Tâches à réaliser
(1) Dans l'extrait sur la datation des pièces de Corneille, pouvez-vous réécrire sous forme de liste le paragraphe qui commence par « Aussi, lorsque nous aurons à dater », en gardant ses faits essentiels ?
(2) D'après l'extrait sur la datation des pièces de Corneille, avec quelle pièce s'achève sa production théâtrale, et en quelle année ?
(3) Quelles sont toutes les pièces antérieures au Cid dont la datation reste incertaine selon l'extrait sur la datation des pièces de Corneille ?

Extrait du document
━━━━━━━━━━━━━━━━

1.1.1.1— Les différentes éditions

La production théâtrale de Pierre Corneille s'étend de 1629 avec l'année de création de Mélite à 1674 avec celle de Suréna. À l'intérieur de cette période la datation des pièces, en ce qui concerne leur création, n’est pas toujours certaine et peut varier en fonction de l'avancement des recherches. Georges Couton propose, pour certaines pièces lorsque cela est possible, des années précises de création, mais préfère utiliser, notamment en ce qui concerne la période qui nous intéresse entre 1629 et 1652 une datation en saison théâtrale et non en année civile 420 . Même ainsi reste-t-il des incertitudes pour certaines pièces qui précèdent Le Cid : Clitandre, La Veuve, La Galerie du Palais, La Suivante et La Place royale.

Aussi, lorsque nous aurons à dater une œuvre théâtrale de Corneille, nous le ferons en référence à sa date de création 421 en nous appuyant sur le travail de Georges Couton : indication de la date quand cela est possible — Le Cid (1637) —, ou de la saison théâtrale — Mélite (1629-30) —, ou encore de la saison théâtrale présumée — Clitandre (?1630-31).

━━━━━━━━━━━━━━━━

Données enregistrées
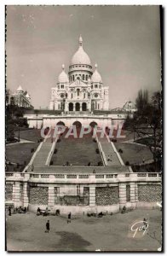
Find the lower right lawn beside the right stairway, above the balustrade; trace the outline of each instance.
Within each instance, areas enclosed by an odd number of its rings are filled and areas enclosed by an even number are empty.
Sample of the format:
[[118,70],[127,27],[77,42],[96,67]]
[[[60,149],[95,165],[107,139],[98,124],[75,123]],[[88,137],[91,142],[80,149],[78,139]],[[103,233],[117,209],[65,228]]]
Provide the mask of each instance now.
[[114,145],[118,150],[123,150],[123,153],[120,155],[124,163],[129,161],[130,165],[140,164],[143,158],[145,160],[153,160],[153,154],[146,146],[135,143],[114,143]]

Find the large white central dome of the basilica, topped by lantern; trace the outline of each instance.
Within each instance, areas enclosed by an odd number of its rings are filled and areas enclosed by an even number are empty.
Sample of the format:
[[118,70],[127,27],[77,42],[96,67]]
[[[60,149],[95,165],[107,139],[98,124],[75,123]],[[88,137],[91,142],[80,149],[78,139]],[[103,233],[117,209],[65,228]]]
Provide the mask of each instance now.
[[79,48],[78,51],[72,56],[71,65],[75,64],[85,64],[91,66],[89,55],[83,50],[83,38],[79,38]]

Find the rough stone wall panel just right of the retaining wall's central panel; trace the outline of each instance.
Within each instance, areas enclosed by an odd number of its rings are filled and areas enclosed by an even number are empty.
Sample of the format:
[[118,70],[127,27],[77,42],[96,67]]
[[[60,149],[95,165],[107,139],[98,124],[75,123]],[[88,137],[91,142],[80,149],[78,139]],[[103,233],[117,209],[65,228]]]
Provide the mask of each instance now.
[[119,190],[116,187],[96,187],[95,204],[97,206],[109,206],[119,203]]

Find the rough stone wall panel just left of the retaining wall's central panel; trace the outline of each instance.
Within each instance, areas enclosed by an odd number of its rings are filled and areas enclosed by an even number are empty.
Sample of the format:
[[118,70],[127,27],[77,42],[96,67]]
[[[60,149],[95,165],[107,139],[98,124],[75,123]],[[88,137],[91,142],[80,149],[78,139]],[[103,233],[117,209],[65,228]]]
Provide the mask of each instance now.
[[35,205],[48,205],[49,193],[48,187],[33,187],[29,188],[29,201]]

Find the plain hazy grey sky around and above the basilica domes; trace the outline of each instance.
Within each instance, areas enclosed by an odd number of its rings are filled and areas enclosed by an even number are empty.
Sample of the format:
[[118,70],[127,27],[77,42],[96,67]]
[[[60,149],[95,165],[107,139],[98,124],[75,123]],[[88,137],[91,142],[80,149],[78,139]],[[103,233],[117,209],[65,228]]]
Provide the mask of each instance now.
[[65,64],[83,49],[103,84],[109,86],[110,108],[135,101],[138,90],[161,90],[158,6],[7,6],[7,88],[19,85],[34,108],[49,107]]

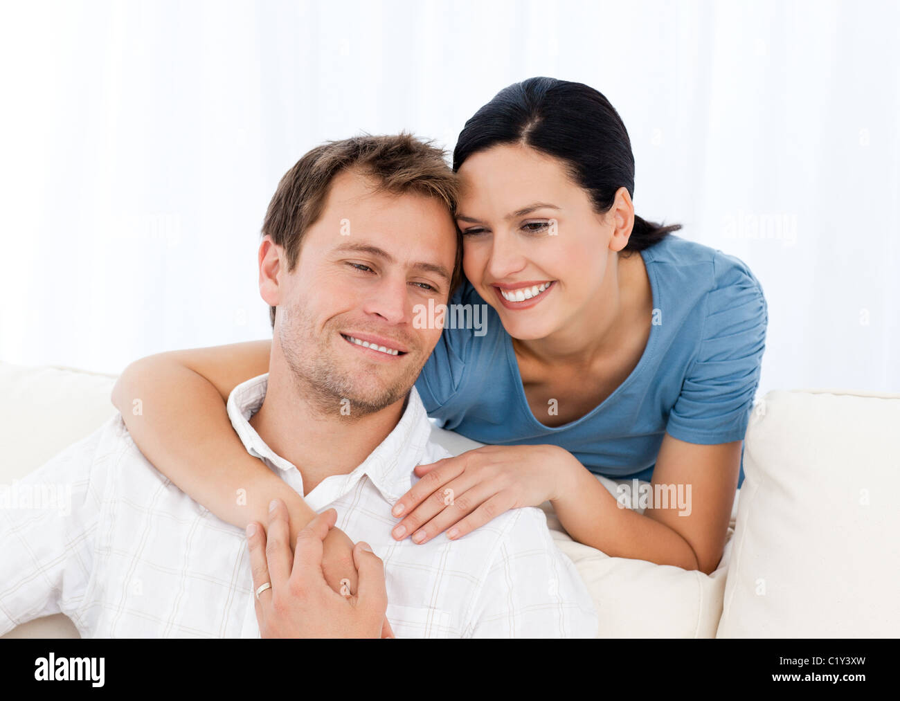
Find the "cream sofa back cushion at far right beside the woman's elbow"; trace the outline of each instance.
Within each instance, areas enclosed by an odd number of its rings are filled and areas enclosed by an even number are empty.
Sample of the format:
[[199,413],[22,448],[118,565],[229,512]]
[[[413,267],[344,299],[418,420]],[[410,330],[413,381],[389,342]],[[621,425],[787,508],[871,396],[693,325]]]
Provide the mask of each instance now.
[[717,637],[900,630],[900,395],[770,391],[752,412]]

━━━━━━━━━━━━━━━━

Réponses
(1)
- Les pièces de Corneille seront datées d'après leur date de création, en s'appuyant sur le travail de Georges Couton.
- Une date précise est indiquée quand c'est possible : Le Cid (1637).
- À défaut, c'est la saison théâtrale qui est indiquée : Mélite (1629-30).
- Sinon, c'est la saison théâtrale présumée qui est indiquée : Clitandre (?1630-31).

(2) Avec Suréna, en 1674.

(3)
- Clitandre
- La Veuve
- La Galerie du Palais
- La Suivante
- La Place royale